§ Text shown
────────────────────
Becky Nels Lewis and Melody Richey met as teenagers while working at Woody’s, where they baked and decorated cakes. Woody’s had a standard menu of the cakes they offered, but Becky says she dreamed of doing fancier designs, and sculpting crazy cakes into different shapes. In 1997 the duo started a home business, A Taste of Elegance, creating wedding cakes.
After Woody’s closed in 1999 the ladies knew it was time to open their own bakery and ele Cake Company was born. Lewis shares that she was a student at the University of Dayton and it was just before her 22nd birthday that they signed the lease for their 700 square foot shop on Alex Bell Road. They expanded that space a few times before eventually opening their current East Dixie headquarters in 2008.
────────────────────
§ What to work on
1. According to the bakery history above, where was the first ele Cake Company shop located?
2. Pick up the bakery history above after its last sentence and keep writing it.
────────────────────
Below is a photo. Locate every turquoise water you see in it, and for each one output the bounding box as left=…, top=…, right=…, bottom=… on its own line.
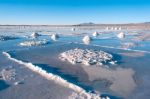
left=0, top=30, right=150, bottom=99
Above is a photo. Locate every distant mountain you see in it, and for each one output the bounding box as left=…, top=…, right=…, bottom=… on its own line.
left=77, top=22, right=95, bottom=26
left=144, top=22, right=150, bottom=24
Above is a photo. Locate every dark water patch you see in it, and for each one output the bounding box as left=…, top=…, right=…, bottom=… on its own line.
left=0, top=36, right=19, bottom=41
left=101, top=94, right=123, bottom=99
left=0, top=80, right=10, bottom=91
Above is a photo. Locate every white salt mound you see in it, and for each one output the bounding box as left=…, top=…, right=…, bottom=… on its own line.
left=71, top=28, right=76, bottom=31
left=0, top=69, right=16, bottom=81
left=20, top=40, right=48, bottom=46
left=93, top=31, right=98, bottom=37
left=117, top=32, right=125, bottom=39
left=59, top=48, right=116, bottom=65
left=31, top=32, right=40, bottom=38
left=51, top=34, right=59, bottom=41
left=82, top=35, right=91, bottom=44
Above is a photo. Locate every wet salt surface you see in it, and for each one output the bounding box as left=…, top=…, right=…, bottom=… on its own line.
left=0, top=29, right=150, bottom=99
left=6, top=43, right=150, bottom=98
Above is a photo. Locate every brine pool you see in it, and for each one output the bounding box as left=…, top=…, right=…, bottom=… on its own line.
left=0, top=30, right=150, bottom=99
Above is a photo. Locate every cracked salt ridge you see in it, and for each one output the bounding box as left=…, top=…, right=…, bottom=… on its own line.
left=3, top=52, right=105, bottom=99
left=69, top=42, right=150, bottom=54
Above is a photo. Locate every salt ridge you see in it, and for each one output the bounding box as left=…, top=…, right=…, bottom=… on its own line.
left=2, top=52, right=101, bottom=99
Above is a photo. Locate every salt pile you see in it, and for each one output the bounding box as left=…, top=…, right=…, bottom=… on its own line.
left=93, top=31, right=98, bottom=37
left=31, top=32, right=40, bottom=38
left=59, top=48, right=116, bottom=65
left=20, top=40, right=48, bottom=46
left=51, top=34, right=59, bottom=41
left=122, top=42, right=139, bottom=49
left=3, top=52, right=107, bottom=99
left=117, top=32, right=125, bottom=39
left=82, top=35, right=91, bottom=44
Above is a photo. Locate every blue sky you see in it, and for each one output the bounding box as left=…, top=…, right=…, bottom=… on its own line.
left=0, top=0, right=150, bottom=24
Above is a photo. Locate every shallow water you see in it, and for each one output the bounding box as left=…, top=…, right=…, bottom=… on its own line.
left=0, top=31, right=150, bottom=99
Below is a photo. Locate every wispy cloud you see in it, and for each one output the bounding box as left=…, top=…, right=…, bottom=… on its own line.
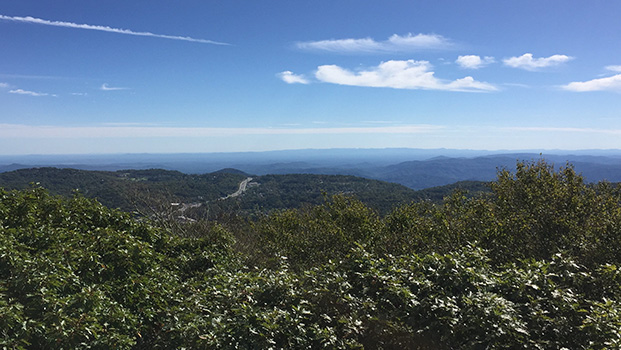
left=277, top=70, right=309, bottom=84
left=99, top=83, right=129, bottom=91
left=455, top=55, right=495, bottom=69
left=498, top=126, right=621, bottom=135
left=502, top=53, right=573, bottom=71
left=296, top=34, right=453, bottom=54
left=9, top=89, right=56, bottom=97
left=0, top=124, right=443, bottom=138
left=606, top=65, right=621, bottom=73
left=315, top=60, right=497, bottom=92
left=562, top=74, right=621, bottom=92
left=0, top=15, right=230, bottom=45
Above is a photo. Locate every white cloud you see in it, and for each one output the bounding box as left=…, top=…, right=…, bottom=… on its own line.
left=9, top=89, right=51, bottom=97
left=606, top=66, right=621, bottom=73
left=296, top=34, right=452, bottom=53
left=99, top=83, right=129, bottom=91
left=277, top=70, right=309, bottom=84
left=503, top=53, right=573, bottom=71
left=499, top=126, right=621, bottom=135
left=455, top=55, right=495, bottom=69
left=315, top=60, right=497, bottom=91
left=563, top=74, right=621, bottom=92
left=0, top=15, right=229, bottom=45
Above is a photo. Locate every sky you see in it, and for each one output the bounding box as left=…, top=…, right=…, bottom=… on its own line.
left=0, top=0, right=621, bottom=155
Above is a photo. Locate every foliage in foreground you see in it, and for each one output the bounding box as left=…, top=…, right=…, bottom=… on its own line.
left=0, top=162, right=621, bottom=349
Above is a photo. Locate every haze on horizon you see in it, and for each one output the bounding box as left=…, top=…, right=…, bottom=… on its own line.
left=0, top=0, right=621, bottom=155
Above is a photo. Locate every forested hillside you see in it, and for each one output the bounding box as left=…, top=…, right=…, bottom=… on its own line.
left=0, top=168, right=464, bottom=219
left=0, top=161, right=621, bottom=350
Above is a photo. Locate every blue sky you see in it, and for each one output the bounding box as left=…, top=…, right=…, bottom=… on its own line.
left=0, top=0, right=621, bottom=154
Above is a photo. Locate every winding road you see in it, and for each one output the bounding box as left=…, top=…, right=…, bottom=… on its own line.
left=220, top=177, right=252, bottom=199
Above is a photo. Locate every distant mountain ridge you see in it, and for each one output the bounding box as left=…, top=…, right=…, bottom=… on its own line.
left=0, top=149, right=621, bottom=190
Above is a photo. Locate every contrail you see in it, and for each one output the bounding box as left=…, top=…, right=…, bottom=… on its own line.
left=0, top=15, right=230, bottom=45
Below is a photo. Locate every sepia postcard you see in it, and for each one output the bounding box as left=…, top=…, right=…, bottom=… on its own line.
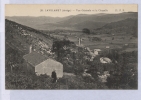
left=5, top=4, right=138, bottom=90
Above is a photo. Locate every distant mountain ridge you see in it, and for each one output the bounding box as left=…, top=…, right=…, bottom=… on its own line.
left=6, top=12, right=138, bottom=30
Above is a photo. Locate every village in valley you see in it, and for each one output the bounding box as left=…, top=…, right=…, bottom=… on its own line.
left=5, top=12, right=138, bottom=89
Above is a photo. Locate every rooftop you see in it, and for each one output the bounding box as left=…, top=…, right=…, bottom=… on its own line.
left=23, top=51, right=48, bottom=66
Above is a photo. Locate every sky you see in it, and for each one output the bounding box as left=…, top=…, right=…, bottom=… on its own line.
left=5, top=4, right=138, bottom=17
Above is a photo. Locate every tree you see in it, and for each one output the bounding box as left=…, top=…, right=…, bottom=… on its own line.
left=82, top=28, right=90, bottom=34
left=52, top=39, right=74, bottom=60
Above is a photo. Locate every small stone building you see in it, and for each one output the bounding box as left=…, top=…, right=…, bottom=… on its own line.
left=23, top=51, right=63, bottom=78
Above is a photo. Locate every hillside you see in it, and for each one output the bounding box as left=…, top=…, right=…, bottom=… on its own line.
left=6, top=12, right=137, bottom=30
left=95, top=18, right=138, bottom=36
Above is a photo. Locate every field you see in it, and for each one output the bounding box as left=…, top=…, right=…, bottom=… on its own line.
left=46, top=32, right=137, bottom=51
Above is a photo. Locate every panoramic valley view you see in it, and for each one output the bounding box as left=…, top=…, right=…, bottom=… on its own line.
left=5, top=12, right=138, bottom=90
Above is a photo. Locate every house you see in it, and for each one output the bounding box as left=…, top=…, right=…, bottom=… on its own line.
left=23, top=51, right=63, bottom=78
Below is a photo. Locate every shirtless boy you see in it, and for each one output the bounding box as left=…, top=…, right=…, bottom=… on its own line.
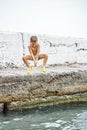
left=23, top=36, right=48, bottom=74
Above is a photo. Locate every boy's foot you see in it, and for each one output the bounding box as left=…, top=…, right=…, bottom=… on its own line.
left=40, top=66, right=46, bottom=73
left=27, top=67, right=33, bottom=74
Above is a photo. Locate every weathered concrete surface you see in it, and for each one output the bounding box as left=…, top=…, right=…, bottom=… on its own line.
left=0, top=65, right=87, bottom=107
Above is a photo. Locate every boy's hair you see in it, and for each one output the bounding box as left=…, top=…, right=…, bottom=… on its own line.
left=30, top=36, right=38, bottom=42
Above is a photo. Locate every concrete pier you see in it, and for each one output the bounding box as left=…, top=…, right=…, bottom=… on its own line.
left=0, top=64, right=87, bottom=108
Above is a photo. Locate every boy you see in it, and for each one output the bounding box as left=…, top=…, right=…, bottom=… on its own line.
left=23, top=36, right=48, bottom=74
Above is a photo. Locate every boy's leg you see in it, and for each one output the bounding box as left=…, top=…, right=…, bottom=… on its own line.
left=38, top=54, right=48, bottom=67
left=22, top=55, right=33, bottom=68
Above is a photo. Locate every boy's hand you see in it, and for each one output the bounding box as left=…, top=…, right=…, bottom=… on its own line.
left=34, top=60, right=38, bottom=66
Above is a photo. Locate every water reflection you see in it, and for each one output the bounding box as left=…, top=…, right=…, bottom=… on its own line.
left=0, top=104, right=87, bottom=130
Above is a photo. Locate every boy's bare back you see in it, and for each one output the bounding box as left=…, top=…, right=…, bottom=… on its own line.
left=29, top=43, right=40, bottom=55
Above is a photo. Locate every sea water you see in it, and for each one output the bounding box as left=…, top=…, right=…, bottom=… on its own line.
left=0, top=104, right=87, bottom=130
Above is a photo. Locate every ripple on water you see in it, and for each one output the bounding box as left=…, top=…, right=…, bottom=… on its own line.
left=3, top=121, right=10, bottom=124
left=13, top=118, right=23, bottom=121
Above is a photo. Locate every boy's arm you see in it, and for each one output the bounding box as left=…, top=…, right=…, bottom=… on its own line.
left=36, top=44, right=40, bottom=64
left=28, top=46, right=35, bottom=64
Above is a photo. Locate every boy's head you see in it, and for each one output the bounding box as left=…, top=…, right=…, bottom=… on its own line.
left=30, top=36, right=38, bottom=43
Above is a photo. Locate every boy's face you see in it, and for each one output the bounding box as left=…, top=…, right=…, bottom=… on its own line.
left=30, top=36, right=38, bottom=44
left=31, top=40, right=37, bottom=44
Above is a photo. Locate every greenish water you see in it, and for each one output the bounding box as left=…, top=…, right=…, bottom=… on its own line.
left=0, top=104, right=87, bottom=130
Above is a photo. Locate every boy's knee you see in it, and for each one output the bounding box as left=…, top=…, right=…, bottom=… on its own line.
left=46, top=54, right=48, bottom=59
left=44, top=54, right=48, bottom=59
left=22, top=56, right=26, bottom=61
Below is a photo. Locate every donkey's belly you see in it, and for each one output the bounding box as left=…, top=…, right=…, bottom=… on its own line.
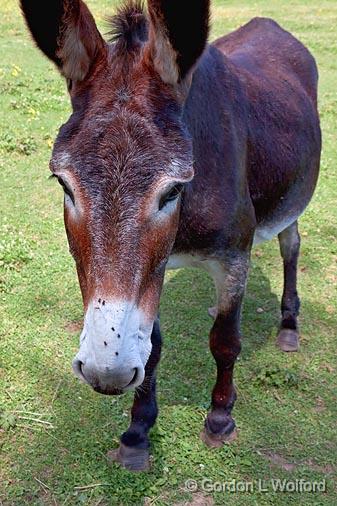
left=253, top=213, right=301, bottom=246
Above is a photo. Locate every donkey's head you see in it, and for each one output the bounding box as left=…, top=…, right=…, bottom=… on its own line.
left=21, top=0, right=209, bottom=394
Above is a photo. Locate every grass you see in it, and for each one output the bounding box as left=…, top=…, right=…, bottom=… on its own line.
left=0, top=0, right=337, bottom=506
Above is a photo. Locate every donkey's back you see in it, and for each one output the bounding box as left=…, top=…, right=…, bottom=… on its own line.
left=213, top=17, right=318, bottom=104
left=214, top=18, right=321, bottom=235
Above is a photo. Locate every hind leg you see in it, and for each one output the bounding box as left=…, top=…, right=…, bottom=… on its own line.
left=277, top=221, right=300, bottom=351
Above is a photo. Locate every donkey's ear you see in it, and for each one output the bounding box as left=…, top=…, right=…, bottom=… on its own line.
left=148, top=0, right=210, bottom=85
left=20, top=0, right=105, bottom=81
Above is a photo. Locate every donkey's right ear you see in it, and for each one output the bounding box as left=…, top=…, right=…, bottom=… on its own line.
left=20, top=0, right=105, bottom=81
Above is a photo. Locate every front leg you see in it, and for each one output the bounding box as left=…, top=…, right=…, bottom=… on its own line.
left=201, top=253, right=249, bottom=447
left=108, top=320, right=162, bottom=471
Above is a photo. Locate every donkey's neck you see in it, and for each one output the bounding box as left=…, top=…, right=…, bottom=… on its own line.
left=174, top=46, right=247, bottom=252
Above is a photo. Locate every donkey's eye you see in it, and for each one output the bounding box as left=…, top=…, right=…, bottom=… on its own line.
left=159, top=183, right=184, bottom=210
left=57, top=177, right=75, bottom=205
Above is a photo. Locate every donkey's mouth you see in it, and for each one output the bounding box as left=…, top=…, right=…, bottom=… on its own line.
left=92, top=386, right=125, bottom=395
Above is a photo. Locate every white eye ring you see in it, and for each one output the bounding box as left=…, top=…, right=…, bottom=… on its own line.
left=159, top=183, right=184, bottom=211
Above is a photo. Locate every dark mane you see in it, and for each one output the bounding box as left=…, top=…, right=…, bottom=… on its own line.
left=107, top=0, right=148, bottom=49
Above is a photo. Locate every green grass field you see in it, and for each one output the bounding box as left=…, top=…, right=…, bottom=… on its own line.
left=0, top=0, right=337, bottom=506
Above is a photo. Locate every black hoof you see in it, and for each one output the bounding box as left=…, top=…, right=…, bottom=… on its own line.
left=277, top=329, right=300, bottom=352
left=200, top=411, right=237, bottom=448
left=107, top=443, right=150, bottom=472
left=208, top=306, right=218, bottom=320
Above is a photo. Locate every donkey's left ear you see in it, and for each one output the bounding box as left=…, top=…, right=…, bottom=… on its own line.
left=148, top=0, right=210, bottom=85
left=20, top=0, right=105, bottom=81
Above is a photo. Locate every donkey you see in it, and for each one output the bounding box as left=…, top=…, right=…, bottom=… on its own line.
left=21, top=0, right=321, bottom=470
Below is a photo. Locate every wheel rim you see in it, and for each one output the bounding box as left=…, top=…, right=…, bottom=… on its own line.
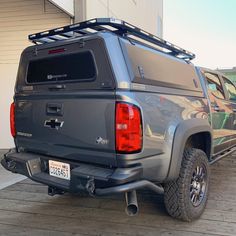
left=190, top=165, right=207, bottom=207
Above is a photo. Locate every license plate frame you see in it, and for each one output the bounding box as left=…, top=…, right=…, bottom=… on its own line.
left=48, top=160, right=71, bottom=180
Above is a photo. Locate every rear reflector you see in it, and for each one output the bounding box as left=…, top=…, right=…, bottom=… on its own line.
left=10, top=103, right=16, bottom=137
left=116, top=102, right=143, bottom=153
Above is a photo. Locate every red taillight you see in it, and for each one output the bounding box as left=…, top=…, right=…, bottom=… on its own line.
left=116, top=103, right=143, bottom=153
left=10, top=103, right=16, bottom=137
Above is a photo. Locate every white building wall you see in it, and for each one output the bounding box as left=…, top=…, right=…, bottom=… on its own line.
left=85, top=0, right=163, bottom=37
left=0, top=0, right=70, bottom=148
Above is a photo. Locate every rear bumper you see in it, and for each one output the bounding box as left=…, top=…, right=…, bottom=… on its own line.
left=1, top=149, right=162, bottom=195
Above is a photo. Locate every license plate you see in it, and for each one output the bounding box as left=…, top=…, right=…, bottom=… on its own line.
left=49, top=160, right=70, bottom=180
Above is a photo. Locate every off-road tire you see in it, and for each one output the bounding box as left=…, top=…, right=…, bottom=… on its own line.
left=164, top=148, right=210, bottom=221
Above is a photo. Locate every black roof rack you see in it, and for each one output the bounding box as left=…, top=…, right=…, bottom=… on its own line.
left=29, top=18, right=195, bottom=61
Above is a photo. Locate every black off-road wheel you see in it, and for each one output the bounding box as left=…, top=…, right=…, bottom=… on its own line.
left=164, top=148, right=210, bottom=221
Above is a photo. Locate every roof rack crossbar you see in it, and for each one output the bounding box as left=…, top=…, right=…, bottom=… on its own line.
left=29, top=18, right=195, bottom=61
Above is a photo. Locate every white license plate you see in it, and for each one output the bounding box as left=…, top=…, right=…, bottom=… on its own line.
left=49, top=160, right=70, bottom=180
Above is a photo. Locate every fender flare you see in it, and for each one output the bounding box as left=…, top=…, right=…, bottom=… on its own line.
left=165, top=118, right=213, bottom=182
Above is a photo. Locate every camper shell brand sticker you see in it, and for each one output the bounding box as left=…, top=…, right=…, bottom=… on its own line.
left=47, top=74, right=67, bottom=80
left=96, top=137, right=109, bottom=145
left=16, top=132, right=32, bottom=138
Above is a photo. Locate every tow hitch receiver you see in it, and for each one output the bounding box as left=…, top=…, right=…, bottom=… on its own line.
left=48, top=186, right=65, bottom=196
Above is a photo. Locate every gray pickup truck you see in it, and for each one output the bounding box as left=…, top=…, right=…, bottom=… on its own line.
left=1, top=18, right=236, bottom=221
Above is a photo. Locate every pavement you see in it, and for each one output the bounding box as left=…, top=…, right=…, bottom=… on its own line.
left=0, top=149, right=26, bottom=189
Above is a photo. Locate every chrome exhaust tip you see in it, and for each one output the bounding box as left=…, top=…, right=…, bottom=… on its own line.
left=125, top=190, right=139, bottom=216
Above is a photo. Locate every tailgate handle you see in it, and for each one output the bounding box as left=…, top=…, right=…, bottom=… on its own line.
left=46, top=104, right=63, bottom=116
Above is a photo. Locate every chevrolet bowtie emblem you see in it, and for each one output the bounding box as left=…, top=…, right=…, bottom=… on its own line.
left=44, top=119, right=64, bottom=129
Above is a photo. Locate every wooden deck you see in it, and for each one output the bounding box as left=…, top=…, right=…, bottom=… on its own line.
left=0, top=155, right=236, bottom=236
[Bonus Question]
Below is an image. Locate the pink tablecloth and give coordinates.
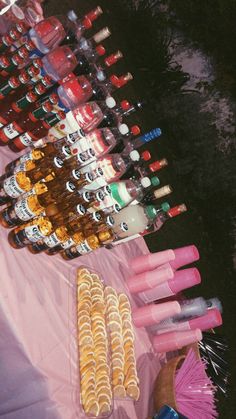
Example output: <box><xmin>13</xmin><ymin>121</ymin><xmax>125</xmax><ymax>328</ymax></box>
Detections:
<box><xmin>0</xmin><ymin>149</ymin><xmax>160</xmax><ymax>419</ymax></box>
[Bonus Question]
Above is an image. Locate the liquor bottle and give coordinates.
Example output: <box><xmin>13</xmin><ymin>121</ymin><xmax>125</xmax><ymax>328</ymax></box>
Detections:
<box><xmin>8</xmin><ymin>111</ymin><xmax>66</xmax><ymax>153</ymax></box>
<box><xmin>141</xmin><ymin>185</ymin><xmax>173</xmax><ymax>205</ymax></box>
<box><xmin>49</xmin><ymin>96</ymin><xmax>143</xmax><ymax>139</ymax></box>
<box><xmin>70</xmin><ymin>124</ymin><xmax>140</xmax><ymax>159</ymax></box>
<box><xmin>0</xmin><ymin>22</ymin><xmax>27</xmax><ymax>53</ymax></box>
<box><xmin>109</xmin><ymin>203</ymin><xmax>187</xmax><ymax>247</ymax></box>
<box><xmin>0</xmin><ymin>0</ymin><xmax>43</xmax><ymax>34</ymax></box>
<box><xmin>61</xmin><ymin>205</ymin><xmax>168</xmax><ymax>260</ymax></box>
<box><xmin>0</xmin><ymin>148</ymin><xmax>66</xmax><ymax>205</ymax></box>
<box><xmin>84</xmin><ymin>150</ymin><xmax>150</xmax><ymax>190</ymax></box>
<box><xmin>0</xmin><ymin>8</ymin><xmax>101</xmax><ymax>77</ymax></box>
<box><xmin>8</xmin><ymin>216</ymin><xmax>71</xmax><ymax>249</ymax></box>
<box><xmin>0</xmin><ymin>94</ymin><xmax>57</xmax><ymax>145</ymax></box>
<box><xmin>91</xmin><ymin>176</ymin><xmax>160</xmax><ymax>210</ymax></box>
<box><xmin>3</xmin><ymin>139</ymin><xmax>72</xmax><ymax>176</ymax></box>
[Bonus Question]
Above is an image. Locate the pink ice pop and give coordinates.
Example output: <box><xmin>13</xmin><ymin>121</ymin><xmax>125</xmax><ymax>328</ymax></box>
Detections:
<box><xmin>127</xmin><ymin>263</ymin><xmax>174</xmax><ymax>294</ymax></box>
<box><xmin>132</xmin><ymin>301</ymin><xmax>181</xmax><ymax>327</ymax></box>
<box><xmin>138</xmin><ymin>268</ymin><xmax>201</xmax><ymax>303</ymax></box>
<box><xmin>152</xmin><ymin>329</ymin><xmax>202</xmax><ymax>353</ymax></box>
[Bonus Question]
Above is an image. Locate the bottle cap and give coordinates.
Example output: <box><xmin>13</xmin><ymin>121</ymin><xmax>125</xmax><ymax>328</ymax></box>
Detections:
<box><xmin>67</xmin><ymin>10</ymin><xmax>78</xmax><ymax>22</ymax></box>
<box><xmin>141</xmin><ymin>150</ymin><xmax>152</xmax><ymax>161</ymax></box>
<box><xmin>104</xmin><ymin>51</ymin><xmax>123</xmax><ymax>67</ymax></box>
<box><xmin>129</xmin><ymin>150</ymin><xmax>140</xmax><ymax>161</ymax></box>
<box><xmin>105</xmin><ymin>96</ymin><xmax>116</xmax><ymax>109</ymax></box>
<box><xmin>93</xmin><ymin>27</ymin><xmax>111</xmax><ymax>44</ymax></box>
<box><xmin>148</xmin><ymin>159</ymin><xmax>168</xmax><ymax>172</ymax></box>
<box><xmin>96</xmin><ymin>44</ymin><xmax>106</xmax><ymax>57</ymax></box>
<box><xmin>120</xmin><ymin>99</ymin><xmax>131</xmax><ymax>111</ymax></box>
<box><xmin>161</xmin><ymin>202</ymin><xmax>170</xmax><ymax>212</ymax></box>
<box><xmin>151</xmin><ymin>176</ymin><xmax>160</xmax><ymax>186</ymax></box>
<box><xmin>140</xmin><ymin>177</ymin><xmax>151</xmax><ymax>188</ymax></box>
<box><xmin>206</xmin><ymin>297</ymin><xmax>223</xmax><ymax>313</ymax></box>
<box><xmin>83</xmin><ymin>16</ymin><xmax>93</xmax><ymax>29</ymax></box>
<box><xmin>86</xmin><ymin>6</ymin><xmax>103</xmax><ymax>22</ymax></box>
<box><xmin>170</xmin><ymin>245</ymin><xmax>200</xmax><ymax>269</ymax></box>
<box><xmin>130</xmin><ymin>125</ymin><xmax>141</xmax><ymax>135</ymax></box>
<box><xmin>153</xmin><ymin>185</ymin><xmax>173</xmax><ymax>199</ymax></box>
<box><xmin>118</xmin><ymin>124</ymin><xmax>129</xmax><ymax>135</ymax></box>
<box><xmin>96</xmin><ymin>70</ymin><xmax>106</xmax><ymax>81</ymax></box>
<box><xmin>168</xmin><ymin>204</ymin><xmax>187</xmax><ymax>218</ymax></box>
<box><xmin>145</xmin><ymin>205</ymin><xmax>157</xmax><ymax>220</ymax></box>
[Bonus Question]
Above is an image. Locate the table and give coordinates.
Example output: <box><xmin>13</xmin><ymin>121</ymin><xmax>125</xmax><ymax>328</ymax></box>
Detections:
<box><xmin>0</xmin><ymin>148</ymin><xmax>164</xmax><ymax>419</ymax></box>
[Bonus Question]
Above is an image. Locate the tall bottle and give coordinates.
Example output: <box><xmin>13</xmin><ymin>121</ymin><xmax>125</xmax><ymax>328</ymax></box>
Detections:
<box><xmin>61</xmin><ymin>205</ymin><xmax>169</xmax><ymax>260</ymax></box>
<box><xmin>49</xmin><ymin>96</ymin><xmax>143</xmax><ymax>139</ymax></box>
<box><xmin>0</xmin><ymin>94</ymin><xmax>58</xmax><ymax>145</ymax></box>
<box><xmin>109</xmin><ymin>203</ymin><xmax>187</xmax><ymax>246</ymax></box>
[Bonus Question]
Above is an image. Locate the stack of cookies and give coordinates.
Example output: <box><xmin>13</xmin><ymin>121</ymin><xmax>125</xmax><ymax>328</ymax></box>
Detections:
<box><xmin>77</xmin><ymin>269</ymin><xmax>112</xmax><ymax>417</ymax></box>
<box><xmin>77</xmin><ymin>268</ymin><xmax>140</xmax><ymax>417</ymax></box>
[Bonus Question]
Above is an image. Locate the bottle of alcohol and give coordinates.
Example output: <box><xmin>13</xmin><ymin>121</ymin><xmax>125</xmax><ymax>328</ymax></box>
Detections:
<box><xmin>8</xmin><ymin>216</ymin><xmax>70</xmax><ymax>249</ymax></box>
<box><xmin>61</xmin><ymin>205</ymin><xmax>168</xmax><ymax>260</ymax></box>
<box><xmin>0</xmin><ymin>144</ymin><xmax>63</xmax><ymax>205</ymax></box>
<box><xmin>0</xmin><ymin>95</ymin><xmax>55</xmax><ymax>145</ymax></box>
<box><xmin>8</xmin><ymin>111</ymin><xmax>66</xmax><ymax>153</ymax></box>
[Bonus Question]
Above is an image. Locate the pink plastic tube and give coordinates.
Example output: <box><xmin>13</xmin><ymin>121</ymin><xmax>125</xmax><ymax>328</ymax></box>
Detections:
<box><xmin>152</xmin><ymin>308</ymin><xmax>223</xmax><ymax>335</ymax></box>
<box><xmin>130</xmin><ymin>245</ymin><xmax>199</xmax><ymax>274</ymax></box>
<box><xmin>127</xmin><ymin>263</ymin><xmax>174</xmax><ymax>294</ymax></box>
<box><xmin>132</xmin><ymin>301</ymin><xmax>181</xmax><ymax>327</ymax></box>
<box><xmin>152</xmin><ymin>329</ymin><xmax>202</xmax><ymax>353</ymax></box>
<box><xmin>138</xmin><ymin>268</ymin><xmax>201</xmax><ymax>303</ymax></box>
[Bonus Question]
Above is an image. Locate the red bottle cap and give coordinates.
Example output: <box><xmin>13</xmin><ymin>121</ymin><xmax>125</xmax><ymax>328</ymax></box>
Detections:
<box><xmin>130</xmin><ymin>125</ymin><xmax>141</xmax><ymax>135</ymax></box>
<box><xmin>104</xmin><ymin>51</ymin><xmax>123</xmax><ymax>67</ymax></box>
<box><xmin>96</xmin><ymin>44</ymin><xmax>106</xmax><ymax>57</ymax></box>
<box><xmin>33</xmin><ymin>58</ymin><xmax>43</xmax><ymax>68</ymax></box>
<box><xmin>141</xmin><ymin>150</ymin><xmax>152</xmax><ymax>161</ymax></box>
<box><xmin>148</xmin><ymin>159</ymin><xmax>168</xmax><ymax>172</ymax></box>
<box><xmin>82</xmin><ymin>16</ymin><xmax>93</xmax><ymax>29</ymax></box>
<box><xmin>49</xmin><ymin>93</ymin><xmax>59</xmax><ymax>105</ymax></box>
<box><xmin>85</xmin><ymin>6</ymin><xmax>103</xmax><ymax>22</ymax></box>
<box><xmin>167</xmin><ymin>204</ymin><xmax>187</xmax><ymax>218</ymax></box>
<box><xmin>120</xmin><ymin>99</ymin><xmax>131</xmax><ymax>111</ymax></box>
────────────────────
§ Results of the tasks
1. It was a 700-square-foot shop on Alex Bell Road.

2.
I reached out to Lewis to talk about King Cakes. ele has been making them for about many years, but she shared in the last couple of years the demand for them has really exploded locally. About 10 years ago Lewis & Richey took a trip to New Orleans, a meet of sorts with a network of bakeries that get together to talk trends, tour shops and there they met the owners of Paul’s Pastry Shop from Picayune Mississippi. Paul’s was known for going beyond the traditional cinnamon king cake, and began filling their King Cakes with an assortment of Fruits and Cream Cheese, then topping them with the brightly colored Mardi Gras sugars and sliced almonds. Their business had grown so vast they couldn’t keep up with the orders. So they approached ele to become their official midwest baker, using their recipes to bake and ship the cakes in Ohio, Indiana, Michigan and Pennslvania.
While king cakes have a long history and come in many forms, most people in the U.S. know them as doughnut-shaped cakes topped with icing and generous handfuls of purple, green and yellow sprinkles, the colors of Mardi Gras.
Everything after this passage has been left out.